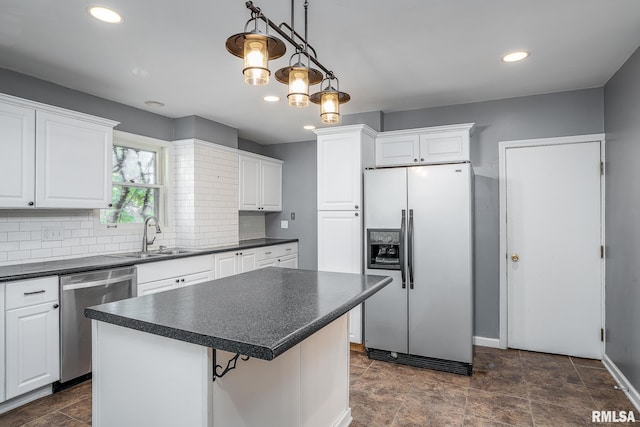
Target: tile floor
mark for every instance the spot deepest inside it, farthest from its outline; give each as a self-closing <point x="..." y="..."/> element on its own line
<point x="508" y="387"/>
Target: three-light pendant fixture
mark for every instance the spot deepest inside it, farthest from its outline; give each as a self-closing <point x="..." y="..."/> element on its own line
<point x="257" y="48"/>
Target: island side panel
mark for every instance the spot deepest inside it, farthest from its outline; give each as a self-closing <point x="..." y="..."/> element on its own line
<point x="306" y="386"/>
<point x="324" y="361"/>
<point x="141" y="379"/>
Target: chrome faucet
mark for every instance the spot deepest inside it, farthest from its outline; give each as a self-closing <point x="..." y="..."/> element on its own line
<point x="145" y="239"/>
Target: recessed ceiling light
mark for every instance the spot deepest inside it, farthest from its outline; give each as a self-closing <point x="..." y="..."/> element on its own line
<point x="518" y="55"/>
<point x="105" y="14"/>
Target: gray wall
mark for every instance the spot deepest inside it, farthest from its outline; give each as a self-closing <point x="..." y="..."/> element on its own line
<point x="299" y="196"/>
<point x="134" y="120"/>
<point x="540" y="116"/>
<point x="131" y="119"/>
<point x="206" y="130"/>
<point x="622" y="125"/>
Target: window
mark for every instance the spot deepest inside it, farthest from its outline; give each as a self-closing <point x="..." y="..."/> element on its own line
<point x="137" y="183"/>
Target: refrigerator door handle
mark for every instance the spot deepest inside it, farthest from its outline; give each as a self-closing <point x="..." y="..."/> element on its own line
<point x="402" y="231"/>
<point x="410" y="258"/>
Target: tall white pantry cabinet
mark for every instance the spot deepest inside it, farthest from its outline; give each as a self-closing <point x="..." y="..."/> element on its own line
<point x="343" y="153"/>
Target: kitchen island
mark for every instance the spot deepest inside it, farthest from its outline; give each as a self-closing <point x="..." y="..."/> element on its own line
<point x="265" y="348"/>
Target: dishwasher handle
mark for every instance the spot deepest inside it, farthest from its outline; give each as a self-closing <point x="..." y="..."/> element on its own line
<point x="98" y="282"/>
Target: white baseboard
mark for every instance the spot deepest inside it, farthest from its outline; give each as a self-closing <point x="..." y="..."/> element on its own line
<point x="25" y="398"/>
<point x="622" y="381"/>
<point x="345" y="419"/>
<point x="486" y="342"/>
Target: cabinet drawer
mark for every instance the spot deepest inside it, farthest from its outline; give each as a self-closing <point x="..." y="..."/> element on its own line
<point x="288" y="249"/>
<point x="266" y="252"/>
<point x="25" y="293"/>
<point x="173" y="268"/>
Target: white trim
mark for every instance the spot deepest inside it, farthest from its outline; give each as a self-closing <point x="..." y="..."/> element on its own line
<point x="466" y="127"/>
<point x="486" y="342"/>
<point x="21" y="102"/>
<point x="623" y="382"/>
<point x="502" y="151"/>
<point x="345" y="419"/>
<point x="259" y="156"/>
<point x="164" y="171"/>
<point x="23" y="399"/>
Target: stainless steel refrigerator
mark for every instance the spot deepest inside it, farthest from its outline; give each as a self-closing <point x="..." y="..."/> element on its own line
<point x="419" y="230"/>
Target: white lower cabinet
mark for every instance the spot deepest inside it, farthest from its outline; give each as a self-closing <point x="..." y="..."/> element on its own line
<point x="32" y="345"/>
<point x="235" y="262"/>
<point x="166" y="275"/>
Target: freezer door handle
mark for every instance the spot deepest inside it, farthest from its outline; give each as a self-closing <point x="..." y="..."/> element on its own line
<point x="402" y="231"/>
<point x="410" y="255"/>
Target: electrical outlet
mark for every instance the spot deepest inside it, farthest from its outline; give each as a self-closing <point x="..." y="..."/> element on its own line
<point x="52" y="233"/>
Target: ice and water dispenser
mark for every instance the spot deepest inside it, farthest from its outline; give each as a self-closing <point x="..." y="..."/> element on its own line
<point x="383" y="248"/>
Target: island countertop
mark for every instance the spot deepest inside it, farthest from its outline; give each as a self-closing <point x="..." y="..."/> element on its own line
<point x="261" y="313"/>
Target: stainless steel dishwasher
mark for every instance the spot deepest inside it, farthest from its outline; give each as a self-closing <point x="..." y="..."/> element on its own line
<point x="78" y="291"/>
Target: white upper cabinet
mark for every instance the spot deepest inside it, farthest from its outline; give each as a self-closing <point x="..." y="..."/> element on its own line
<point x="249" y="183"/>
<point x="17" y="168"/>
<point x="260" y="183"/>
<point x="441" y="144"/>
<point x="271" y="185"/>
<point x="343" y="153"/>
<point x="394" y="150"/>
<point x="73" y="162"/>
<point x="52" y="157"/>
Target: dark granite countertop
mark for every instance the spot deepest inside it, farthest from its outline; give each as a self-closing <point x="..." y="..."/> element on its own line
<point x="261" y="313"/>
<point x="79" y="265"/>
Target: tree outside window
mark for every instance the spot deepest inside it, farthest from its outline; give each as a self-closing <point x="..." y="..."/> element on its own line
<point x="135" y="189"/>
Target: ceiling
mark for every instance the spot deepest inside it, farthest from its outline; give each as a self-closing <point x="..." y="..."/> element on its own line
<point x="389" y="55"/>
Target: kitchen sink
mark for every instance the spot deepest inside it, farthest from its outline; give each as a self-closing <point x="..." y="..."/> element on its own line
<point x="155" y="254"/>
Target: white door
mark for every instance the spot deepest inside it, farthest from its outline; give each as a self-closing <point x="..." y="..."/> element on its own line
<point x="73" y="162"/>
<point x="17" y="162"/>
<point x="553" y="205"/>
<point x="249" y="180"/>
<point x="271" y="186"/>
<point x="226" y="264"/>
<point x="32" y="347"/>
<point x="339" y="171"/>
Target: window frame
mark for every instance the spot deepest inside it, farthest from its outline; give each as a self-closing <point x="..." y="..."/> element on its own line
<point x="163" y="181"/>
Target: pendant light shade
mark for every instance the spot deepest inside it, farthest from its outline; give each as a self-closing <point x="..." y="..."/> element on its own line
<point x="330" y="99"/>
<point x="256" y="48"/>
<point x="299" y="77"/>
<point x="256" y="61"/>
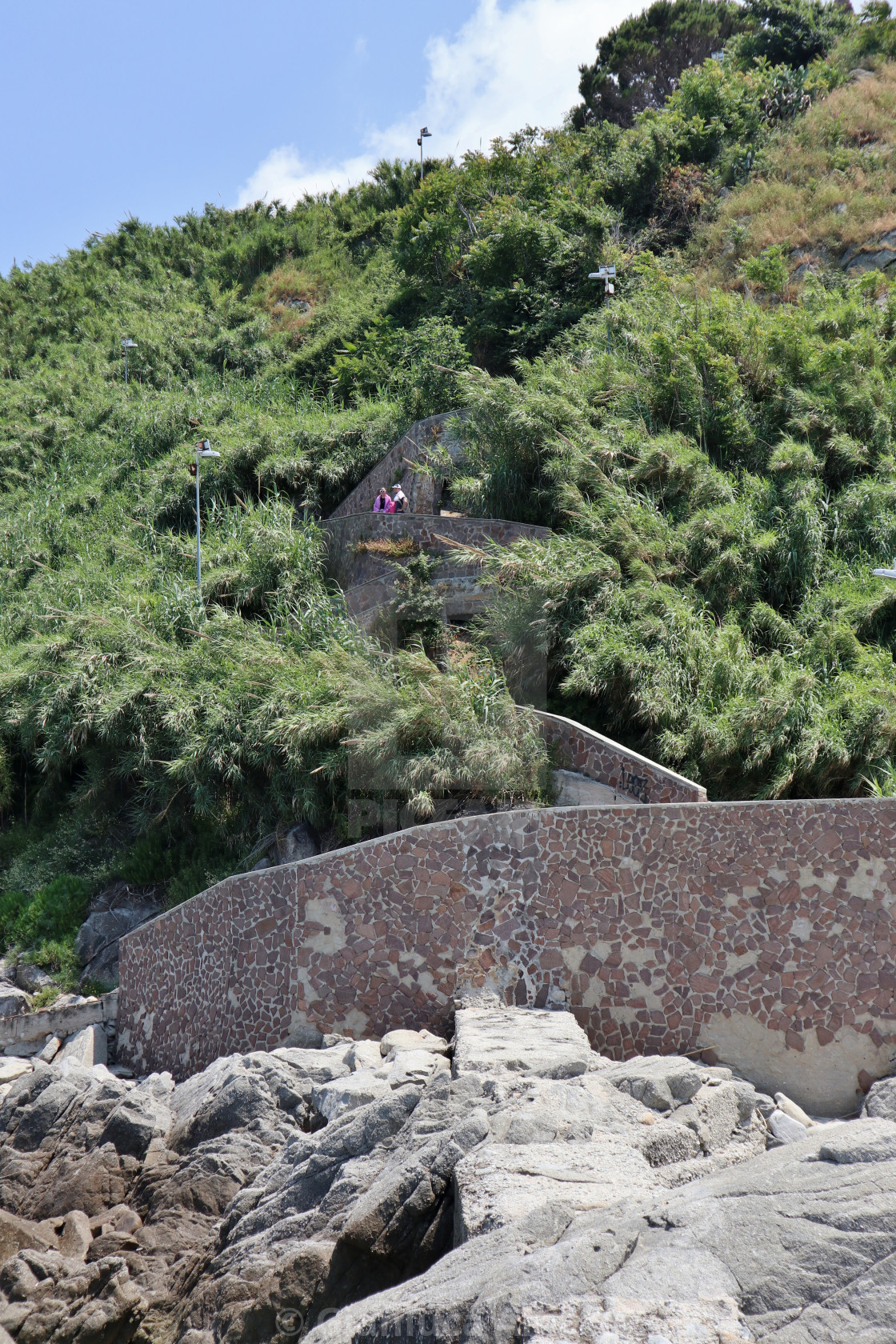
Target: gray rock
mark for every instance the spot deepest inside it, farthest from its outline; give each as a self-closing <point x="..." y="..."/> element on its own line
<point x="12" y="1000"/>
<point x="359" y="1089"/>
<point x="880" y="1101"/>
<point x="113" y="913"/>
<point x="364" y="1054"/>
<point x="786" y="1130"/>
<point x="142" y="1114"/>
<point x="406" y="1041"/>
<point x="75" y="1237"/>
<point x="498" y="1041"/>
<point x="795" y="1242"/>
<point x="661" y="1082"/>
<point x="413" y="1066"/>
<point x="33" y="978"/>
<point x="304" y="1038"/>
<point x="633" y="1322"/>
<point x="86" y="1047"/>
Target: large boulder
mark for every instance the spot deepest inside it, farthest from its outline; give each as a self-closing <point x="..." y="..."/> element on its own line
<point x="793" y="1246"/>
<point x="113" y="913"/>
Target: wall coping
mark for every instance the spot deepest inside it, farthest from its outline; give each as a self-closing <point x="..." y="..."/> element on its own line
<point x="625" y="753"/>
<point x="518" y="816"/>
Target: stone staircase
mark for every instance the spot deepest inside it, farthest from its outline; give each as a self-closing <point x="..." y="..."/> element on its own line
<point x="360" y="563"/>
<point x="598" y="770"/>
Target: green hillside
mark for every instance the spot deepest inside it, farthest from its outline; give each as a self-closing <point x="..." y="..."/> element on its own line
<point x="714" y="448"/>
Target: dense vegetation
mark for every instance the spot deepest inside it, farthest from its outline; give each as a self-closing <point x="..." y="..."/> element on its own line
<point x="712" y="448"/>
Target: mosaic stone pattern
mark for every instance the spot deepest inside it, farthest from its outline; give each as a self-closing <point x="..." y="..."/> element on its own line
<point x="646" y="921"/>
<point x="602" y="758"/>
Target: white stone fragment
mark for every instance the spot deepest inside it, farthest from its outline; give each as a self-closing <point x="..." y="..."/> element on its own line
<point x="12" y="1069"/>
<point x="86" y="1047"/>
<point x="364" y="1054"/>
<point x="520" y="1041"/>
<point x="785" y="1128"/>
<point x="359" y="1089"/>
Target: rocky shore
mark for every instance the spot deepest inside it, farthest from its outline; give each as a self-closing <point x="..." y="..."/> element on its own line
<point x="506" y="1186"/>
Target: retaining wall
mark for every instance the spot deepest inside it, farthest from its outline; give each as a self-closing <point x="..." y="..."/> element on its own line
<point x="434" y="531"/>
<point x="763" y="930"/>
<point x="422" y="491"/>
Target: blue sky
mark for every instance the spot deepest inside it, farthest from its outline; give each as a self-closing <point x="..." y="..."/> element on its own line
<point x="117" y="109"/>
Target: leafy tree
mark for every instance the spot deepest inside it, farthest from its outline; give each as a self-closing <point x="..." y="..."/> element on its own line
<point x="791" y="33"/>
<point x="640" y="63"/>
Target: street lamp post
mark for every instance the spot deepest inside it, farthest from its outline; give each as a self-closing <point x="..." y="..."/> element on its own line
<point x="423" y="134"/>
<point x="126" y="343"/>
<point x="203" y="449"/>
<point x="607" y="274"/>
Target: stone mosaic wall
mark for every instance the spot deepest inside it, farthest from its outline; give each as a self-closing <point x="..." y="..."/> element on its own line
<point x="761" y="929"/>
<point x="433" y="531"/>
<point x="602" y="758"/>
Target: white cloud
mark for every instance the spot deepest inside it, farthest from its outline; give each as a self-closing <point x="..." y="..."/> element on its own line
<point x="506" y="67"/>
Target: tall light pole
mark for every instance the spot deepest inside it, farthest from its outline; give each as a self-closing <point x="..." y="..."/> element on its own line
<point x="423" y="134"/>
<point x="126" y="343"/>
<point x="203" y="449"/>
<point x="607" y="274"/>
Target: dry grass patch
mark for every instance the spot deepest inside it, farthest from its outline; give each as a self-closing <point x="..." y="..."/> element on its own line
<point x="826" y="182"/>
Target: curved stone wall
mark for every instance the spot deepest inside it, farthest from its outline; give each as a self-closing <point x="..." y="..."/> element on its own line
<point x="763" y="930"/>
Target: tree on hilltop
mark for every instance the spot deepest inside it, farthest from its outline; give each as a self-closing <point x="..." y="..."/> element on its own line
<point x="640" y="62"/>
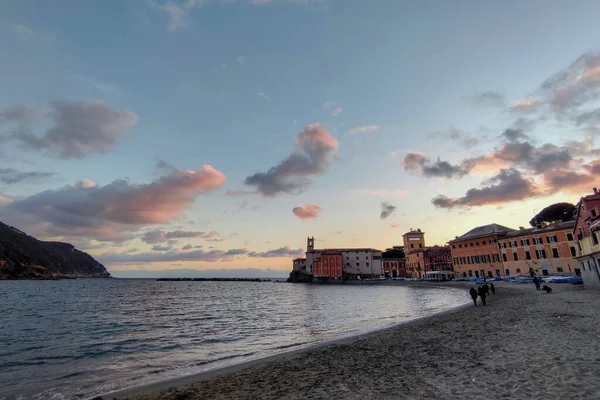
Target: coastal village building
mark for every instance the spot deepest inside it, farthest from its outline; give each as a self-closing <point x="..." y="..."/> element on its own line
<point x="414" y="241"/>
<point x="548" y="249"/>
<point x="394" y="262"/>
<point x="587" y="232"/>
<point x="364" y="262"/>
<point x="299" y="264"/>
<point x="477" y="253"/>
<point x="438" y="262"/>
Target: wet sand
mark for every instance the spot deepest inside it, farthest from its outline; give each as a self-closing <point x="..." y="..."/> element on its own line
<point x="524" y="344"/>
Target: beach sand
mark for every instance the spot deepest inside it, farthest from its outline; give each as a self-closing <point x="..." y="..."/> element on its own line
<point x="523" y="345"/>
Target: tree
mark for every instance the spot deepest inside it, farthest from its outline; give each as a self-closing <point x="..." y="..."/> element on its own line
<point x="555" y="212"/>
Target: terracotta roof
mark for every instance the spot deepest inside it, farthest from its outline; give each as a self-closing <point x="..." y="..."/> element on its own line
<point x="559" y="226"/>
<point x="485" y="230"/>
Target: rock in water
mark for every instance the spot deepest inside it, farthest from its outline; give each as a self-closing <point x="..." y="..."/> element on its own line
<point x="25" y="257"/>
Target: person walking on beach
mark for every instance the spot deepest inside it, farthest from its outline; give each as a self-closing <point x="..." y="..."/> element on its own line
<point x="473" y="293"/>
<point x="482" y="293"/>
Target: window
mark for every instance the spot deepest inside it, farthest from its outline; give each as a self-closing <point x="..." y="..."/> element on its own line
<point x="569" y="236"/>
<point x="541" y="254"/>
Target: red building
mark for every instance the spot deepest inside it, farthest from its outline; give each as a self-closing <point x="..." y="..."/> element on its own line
---*---
Exercise brief: Would you print exactly, and only, the lines of the data above from the line with "Target: dishwasher handle" through the line with "Target: white baseboard", inclusive?

Finished task:
Target: dishwasher handle
mark for every instance the spot deepest inside it, farthest from its outline; give each as a self-closing <point x="..." y="..."/> element on its own line
<point x="98" y="282"/>
Target: white baseboard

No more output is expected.